EXTRACTED INFORMATION.
☆ ☆ ☆ ☆ ☆ ☆ ☆

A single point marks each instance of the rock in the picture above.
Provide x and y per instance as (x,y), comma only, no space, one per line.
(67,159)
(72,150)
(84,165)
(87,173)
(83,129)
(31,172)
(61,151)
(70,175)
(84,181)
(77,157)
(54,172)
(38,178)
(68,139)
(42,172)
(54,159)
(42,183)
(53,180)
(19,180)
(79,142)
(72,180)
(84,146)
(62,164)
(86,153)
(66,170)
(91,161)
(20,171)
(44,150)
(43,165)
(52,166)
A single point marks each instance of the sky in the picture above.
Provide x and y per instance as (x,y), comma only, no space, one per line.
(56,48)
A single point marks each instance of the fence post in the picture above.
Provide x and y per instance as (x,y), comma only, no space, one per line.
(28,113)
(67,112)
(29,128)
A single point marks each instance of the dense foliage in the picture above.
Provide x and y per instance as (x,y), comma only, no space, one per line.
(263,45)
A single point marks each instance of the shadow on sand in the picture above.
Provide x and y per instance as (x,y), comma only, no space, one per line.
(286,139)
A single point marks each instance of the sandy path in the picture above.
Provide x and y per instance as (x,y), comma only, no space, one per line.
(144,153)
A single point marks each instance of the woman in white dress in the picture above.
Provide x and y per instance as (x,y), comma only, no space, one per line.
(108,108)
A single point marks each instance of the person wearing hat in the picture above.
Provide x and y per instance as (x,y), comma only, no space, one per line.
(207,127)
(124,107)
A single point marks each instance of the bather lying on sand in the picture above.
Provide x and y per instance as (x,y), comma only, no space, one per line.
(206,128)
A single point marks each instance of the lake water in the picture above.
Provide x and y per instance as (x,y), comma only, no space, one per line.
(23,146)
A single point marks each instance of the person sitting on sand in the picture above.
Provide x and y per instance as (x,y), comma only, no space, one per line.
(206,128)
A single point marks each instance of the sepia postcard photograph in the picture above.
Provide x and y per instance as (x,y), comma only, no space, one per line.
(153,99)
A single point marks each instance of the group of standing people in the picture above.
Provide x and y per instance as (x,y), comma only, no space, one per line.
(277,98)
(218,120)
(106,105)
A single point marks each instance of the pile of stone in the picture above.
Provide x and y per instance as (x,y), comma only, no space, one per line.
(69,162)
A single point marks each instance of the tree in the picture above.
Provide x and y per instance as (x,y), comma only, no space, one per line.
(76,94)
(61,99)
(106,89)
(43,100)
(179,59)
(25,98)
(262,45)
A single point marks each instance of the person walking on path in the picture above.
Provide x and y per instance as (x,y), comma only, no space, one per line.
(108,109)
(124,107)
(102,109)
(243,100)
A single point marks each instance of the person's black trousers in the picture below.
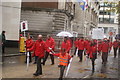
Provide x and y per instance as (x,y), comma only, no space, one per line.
(104,57)
(39,66)
(46,56)
(75,50)
(93,64)
(30,57)
(62,68)
(119,51)
(80,54)
(3,48)
(115,52)
(36,57)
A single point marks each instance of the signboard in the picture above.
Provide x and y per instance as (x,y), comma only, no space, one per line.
(24,26)
(98,33)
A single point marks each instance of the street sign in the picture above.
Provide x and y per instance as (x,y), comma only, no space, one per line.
(24,26)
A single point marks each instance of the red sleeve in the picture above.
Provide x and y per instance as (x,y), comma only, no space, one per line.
(33,47)
(45,46)
(68,47)
(53,44)
(56,54)
(69,57)
(30,44)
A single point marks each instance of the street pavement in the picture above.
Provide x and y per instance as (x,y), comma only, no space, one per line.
(14,67)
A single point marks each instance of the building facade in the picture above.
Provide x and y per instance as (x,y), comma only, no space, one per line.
(108,19)
(49,18)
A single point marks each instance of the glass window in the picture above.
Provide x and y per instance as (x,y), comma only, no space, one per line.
(106,20)
(100,20)
(111,20)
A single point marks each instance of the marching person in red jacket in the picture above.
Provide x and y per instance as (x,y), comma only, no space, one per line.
(29,44)
(66,45)
(93,54)
(99,47)
(115,47)
(76,44)
(88,48)
(64,61)
(119,47)
(104,49)
(50,43)
(70,41)
(39,49)
(86,43)
(81,46)
(110,45)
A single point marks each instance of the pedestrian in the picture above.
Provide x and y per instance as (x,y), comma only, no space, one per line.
(39,49)
(66,45)
(93,54)
(115,47)
(88,48)
(86,42)
(99,47)
(110,45)
(3,41)
(105,49)
(64,61)
(50,43)
(29,44)
(76,45)
(81,46)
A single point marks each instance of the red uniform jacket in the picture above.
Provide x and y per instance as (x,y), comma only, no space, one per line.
(76,43)
(115,44)
(99,46)
(69,40)
(105,47)
(93,49)
(50,43)
(58,54)
(81,45)
(39,48)
(86,43)
(110,45)
(66,45)
(29,43)
(88,47)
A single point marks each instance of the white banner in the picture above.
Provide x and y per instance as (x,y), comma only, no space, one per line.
(98,33)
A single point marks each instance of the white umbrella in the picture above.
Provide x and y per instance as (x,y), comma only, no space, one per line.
(64,34)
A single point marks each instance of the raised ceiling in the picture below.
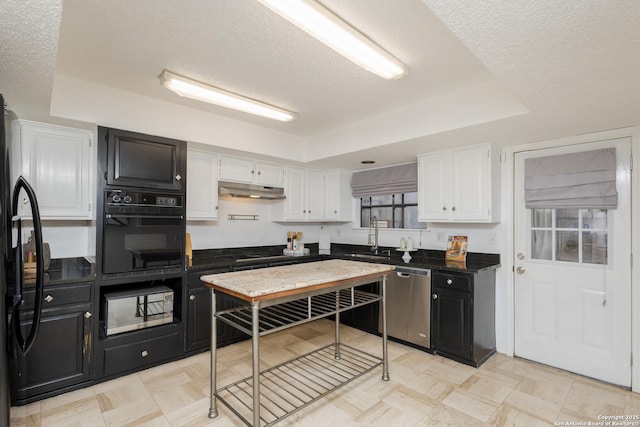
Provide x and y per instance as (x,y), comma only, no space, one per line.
(508,72)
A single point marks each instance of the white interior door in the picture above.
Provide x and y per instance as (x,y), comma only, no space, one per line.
(572,278)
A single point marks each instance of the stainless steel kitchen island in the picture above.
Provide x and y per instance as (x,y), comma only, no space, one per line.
(276,298)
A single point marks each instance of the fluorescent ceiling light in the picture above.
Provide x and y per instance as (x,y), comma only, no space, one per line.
(327,27)
(189,88)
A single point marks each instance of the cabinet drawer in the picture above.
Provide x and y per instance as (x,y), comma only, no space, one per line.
(139,354)
(54,296)
(456,282)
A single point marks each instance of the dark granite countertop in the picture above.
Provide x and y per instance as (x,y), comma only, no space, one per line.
(67,270)
(210,259)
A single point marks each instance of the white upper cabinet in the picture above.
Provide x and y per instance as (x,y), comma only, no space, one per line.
(459,185)
(304,195)
(202,185)
(59,163)
(238,169)
(338,199)
(318,196)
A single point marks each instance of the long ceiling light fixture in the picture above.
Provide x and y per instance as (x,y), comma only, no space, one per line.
(331,30)
(189,88)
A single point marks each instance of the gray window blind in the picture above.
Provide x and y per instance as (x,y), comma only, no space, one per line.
(391,180)
(575,180)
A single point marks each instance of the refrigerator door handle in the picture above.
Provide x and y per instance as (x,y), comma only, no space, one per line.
(26,344)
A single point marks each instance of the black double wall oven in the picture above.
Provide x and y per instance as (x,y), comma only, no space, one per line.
(141,224)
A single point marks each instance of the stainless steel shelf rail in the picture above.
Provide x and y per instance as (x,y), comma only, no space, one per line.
(269,396)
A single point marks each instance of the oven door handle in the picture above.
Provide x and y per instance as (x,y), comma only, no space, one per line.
(127,216)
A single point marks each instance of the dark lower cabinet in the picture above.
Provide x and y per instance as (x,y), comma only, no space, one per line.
(59,358)
(198,330)
(366,317)
(463,316)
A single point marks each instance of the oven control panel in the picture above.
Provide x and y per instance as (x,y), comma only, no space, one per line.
(123,198)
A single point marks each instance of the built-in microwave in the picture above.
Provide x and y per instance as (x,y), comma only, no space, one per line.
(144,161)
(134,309)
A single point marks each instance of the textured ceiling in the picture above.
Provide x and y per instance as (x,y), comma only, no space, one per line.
(28,45)
(508,72)
(243,47)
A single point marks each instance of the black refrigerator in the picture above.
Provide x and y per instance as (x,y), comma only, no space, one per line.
(13,337)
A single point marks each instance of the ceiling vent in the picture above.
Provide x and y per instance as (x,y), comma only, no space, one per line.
(252,191)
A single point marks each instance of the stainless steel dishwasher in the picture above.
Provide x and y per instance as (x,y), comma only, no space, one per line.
(409,305)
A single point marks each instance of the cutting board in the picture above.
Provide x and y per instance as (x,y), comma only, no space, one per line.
(189,250)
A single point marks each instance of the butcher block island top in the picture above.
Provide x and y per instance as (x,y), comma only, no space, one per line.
(276,282)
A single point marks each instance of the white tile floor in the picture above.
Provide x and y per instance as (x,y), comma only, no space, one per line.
(423,390)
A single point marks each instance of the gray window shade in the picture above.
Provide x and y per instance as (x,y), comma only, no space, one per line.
(576,180)
(391,180)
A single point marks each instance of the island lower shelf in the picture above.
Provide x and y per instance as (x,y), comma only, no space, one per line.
(264,398)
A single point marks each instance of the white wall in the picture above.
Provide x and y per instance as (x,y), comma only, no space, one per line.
(225,233)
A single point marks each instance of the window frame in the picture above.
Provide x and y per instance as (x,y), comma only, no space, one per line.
(393,206)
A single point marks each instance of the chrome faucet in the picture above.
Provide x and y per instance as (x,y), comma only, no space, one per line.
(373,227)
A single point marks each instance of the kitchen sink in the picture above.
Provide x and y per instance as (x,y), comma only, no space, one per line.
(367,256)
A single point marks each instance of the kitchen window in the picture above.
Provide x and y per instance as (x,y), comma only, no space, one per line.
(391,211)
(570,235)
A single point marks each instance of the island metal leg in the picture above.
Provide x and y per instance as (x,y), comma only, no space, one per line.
(383,307)
(213,410)
(337,322)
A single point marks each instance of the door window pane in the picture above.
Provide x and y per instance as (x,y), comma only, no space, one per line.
(594,219)
(542,218)
(542,245)
(567,247)
(578,235)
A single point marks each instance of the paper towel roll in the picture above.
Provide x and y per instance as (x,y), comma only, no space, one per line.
(324,242)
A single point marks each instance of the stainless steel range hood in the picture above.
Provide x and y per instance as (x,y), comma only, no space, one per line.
(236,189)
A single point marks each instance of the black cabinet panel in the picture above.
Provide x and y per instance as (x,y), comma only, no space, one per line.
(365,318)
(463,315)
(140,354)
(451,322)
(139,160)
(60,355)
(199,316)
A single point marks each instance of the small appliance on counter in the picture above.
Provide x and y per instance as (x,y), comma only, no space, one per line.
(29,255)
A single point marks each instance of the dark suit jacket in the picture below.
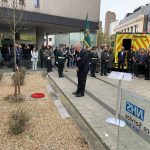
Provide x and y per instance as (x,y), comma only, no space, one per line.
(82,61)
(121,56)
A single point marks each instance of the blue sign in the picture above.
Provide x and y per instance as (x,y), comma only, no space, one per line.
(135,110)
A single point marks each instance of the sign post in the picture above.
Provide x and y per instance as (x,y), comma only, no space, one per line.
(118,76)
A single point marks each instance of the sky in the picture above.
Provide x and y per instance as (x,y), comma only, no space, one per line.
(120,7)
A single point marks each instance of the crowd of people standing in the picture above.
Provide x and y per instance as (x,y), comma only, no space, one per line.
(101,59)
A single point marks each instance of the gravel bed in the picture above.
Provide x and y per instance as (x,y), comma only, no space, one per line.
(46,130)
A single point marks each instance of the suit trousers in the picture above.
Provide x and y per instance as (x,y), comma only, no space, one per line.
(60,69)
(104,68)
(93,68)
(82,76)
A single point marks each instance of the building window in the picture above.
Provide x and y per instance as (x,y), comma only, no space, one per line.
(21,2)
(5,1)
(37,3)
(50,39)
(132,29)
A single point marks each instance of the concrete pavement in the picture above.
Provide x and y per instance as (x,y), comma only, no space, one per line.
(99,102)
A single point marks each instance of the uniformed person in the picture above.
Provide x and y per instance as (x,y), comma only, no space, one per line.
(147,66)
(136,61)
(42,55)
(104,61)
(82,70)
(60,61)
(93,59)
(121,59)
(130,55)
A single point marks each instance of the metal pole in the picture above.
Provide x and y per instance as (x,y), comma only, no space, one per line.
(118,98)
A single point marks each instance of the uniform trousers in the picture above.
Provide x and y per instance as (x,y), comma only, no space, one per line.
(93,68)
(82,76)
(60,69)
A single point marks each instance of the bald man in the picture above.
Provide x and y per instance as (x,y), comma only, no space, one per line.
(82,69)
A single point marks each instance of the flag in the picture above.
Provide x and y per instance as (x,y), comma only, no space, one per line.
(87,40)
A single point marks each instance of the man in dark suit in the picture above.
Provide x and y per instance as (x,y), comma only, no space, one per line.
(60,61)
(93,59)
(82,70)
(121,59)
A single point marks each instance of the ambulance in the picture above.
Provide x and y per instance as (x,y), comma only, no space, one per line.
(128,40)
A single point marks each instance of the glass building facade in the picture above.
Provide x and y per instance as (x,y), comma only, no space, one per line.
(73,38)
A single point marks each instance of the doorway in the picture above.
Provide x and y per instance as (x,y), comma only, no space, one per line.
(127,44)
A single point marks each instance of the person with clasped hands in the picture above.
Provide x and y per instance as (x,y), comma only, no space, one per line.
(82,65)
(34,58)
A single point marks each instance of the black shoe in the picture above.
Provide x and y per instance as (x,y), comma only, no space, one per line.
(79,95)
(74,93)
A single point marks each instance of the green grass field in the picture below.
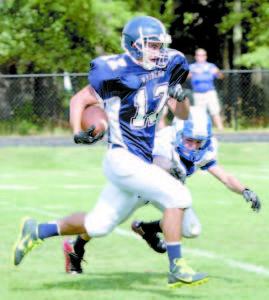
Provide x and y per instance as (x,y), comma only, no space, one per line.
(47,183)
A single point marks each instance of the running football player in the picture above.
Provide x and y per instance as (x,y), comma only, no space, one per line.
(134,88)
(182,149)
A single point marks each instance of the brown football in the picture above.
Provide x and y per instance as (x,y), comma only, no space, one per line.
(94,115)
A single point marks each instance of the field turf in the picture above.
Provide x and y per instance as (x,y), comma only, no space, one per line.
(47,183)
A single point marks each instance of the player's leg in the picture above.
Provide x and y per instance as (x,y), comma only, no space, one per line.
(33,233)
(214,109)
(191,228)
(200,100)
(149,232)
(151,182)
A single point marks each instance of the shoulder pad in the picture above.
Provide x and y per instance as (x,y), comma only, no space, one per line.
(177,67)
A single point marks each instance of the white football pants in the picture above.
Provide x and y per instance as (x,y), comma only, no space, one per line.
(131,181)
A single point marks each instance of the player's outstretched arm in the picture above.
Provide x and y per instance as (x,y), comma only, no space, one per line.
(236,186)
(179,103)
(83,98)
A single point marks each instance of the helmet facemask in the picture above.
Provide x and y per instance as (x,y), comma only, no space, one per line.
(143,53)
(190,153)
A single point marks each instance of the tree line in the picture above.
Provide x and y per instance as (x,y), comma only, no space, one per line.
(53,36)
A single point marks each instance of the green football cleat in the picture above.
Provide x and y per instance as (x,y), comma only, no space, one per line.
(183,275)
(27,241)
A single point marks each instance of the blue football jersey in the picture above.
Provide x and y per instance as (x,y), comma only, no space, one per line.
(134,98)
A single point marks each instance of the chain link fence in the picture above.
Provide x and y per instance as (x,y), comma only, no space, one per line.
(30,104)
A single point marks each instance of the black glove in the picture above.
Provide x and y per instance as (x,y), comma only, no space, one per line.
(178,174)
(177,93)
(251,196)
(86,137)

☆ ☆ ☆ ☆ ☆ ☆ ☆

STATED PROBLEM.
Only the lines from the one with "A single point marks each instance of the tree line" through the end of the material are wanted; copy them exactly, both ends included.

FULL OUTPUT.
A single point marks each instance of the tree line in the picture above.
Provide x and y per instance as (x,y), comma only, no space, one per line.
(53,36)
A single point marks each instance of the green football cleat in the picture above.
Provide x and y per instance as (x,y), comma only, no space, one per line.
(183,275)
(27,241)
A single point marks each instance of the blue football jersey in the picture above.
Provide x and y per instance as (x,y), comma only, no space, one per line.
(134,98)
A single point marks each instance of the chain link fence in the picture above.
Provide x and y per instance as (x,y), comma only, no space, one per line.
(30,104)
A single point marks each instance of the black glove in the picture above.
Provide x and y per instance as (x,y), comma only, no space, one per line.
(178,174)
(177,93)
(251,196)
(86,137)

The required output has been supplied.